*Exercise details*
Gather every line in the rows below that contains the string "white". Case counts.

(Data records)

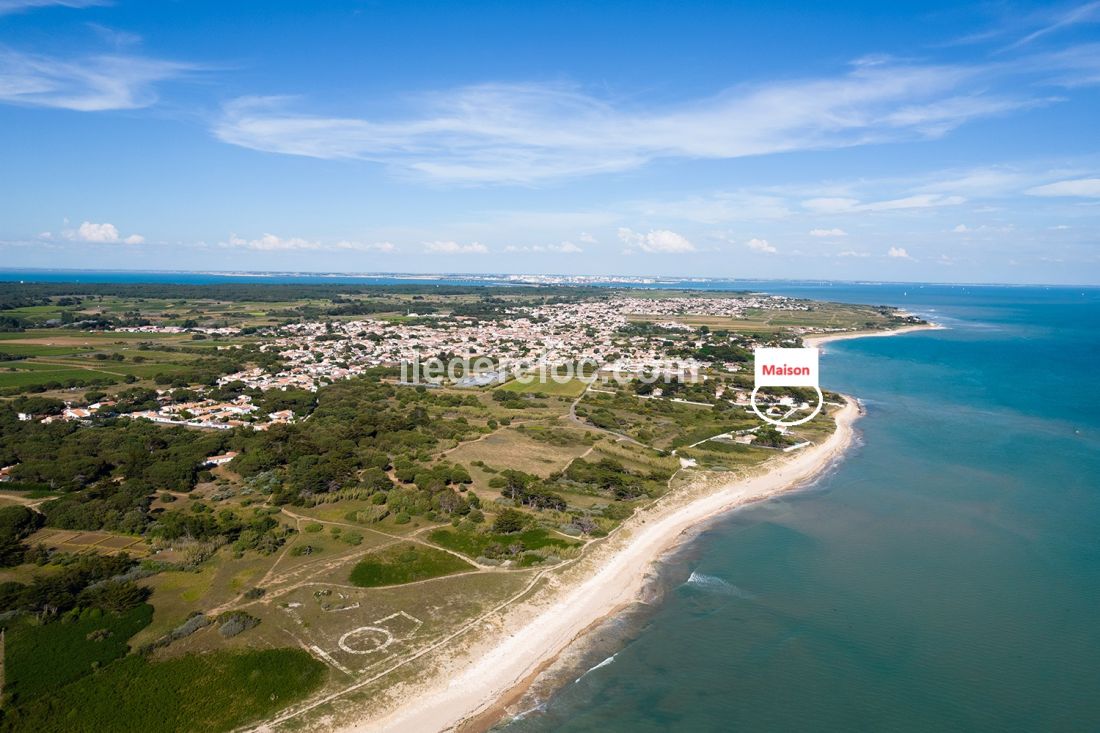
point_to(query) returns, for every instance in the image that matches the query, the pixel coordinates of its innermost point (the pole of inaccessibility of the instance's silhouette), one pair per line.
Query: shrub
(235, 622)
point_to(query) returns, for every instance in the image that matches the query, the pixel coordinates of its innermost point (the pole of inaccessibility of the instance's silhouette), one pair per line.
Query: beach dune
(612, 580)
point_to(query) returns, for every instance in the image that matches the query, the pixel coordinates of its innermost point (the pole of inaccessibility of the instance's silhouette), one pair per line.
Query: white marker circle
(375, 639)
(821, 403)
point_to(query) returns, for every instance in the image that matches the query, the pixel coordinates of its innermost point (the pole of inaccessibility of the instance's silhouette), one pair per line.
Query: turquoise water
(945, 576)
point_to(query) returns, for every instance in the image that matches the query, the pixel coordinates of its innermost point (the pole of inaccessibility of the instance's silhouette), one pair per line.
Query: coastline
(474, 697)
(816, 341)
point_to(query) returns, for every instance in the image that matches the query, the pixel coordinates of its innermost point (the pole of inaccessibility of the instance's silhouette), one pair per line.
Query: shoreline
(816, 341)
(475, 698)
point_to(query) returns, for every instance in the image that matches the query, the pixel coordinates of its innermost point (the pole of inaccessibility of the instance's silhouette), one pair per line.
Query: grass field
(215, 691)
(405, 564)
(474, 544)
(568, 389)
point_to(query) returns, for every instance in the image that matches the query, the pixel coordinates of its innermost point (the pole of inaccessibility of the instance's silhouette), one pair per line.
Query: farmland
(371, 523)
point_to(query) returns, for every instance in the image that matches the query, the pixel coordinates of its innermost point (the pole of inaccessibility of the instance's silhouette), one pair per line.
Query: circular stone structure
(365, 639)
...
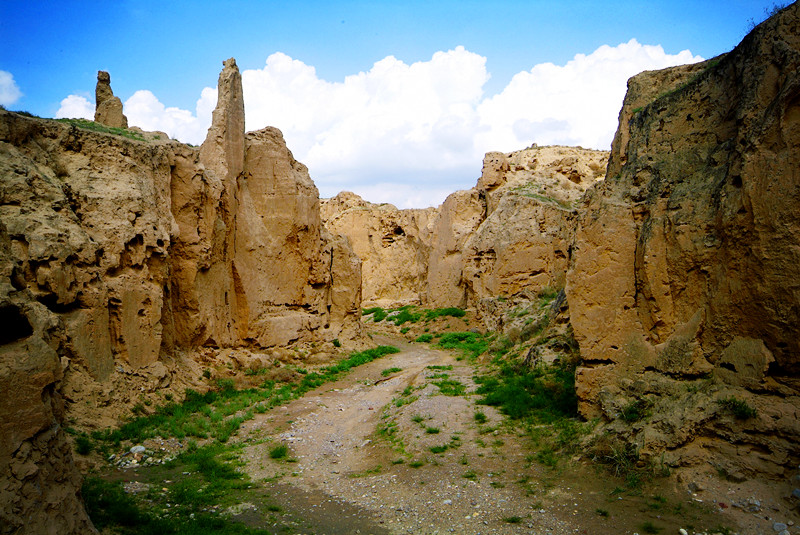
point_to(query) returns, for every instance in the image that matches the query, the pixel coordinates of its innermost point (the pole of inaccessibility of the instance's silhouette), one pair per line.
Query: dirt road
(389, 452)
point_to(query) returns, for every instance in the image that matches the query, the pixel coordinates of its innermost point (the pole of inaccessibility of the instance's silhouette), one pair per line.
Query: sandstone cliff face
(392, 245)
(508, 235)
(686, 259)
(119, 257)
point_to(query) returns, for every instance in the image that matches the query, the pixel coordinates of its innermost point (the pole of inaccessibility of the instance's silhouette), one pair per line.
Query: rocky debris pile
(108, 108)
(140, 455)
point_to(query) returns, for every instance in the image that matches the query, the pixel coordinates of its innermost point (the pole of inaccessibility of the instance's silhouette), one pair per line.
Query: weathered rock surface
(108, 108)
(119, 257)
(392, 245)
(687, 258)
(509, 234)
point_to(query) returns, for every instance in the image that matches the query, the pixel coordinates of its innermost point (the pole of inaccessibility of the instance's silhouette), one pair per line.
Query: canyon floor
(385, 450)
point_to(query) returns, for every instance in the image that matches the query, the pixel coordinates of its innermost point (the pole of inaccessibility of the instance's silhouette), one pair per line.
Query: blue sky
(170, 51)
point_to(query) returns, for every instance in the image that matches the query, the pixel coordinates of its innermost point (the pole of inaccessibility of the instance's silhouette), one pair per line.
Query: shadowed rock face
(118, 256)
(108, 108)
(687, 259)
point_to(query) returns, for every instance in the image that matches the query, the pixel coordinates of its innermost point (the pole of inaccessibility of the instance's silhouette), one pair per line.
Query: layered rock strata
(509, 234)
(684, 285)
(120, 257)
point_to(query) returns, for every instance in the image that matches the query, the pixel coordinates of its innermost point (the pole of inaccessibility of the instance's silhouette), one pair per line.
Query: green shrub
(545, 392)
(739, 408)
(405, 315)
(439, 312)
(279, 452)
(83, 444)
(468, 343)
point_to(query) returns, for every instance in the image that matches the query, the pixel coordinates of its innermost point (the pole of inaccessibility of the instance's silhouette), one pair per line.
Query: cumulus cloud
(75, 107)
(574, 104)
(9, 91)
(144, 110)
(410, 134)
---
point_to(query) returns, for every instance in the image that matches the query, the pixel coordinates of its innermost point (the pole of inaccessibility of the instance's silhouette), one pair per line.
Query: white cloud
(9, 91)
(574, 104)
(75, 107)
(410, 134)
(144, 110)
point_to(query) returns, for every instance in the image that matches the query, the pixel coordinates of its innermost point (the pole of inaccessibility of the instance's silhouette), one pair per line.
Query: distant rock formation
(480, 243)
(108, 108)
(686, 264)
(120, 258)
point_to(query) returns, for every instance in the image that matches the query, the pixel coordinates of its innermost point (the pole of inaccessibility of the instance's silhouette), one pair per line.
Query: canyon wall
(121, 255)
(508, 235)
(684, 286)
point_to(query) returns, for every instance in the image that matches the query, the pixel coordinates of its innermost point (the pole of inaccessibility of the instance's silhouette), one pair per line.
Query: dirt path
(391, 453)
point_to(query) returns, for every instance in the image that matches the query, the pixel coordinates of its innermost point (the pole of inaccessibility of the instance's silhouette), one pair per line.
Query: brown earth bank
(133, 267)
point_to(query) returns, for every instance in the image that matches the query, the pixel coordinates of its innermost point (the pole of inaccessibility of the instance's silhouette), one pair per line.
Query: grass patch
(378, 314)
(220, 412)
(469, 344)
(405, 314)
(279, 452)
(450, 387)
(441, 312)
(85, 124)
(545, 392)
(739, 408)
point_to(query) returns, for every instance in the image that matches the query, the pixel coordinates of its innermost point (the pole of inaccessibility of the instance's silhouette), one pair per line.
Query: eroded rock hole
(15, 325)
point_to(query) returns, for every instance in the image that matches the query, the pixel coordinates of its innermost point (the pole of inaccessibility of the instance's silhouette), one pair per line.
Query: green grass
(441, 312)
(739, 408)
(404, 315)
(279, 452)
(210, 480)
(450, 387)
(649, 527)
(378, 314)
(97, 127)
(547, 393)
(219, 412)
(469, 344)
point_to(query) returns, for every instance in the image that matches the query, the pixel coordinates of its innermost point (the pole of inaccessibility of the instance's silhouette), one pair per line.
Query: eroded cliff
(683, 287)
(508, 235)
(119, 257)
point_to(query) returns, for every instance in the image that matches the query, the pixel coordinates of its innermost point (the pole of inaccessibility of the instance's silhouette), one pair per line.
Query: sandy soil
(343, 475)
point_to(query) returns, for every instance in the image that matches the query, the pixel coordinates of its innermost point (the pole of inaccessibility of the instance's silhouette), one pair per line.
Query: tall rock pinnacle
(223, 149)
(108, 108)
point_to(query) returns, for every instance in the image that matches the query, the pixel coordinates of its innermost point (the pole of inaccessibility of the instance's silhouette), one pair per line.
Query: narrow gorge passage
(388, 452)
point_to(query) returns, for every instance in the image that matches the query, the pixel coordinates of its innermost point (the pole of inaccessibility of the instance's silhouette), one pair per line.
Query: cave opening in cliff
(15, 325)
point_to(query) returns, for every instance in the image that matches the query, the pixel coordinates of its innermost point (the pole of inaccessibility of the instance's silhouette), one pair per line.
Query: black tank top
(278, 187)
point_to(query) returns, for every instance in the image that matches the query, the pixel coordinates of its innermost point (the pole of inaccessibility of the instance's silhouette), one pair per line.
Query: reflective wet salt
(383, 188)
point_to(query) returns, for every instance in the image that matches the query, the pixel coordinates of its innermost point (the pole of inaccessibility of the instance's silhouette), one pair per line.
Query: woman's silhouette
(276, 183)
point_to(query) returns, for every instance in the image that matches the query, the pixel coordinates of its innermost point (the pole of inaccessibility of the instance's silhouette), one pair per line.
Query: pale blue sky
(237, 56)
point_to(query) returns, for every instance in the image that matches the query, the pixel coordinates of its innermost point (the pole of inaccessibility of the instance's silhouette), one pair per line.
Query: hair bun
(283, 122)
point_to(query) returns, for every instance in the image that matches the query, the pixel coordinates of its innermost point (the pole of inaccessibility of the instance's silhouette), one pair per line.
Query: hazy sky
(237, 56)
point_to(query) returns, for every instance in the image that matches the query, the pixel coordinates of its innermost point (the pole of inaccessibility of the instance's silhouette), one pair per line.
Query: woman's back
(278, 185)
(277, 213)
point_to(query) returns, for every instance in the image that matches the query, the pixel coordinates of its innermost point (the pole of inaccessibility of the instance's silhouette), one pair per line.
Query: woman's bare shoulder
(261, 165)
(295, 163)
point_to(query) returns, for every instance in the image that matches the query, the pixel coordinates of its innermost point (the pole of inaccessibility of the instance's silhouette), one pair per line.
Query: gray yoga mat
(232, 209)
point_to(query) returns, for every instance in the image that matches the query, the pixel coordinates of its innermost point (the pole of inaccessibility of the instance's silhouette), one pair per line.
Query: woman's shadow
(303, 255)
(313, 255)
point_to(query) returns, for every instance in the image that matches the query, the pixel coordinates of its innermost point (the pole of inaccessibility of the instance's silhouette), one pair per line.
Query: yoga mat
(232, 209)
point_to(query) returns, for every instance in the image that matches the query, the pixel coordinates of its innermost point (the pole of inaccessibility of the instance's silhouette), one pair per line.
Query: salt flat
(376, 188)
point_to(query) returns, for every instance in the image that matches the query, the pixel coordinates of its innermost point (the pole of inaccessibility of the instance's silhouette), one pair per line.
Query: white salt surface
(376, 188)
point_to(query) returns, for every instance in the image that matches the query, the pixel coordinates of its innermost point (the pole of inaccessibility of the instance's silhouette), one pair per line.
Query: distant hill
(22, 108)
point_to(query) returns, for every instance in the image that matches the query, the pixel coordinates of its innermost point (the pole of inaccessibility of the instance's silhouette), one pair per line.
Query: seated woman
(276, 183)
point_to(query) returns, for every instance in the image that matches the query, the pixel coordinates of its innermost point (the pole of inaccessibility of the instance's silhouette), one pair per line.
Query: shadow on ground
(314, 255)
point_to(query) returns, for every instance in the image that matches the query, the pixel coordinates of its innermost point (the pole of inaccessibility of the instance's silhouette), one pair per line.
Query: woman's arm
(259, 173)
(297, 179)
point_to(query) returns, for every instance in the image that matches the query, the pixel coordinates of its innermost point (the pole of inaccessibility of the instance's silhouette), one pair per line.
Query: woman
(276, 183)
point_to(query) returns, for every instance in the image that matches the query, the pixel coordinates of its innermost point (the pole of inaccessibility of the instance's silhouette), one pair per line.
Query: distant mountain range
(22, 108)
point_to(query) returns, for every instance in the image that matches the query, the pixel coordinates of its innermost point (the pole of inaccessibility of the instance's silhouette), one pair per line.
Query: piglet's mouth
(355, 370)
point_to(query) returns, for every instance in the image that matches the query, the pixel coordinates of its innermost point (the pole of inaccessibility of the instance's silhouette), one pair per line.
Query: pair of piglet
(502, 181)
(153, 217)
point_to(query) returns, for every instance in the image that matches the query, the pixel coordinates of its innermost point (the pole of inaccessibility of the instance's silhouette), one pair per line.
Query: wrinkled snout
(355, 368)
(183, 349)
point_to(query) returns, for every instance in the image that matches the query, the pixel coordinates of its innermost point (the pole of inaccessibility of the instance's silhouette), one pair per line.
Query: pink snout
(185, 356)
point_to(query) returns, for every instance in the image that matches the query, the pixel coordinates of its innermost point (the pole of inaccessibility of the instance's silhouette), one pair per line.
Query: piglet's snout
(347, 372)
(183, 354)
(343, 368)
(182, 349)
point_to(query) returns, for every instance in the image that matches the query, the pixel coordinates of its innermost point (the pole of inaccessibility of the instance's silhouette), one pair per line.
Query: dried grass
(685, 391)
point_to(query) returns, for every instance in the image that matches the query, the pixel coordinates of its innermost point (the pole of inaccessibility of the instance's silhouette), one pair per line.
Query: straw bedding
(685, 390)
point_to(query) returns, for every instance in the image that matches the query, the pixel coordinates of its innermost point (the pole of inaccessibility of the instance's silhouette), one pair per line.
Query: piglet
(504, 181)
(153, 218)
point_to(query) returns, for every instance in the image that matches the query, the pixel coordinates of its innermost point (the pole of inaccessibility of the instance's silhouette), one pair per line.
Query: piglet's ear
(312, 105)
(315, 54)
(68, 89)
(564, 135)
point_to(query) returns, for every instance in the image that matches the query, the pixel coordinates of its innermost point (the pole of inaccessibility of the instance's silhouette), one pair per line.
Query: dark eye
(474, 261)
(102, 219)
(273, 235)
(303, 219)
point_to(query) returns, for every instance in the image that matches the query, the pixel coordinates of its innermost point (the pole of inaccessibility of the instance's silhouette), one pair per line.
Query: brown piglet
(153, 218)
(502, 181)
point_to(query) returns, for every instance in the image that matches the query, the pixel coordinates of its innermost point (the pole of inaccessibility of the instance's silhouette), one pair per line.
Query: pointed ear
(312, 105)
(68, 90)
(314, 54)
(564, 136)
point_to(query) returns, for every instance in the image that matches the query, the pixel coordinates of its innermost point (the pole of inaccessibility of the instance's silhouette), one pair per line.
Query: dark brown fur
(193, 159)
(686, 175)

*Correct result*
Query: white marker circle
Query: white cloud
Query: white salt surface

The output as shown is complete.